Items listed in a dataset:
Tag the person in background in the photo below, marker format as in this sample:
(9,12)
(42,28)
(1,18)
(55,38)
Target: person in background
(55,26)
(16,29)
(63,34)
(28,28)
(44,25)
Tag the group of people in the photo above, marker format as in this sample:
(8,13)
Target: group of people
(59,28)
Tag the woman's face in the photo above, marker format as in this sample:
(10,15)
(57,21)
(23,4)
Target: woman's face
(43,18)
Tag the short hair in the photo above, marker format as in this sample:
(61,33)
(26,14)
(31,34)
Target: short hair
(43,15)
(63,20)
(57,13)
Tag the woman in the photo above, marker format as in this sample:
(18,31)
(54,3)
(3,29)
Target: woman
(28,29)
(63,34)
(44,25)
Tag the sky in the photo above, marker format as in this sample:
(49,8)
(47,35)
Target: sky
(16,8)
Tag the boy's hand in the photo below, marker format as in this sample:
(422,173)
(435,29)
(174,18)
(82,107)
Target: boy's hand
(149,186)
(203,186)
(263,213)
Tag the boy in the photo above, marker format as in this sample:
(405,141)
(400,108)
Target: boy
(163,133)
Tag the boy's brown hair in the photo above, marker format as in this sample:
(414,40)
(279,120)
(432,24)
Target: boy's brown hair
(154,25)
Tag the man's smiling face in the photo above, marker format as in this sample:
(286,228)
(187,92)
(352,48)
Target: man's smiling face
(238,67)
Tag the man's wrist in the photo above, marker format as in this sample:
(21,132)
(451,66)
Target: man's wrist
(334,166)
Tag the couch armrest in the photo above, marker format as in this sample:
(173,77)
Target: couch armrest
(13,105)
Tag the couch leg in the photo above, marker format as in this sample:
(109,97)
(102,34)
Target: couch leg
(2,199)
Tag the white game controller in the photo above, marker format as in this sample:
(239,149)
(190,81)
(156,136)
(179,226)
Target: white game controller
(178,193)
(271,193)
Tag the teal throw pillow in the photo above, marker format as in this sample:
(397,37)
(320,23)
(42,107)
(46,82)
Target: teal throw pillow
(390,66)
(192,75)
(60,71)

- _WHAT TO DO_: Each line of the entries above that has the word "below" is to be copied.

- _EXERCISE ANSWER_:
Tag the person in background in the photo below, marker format as in this sample:
Tag the boy's hand in the photo below, marker format as in this sample:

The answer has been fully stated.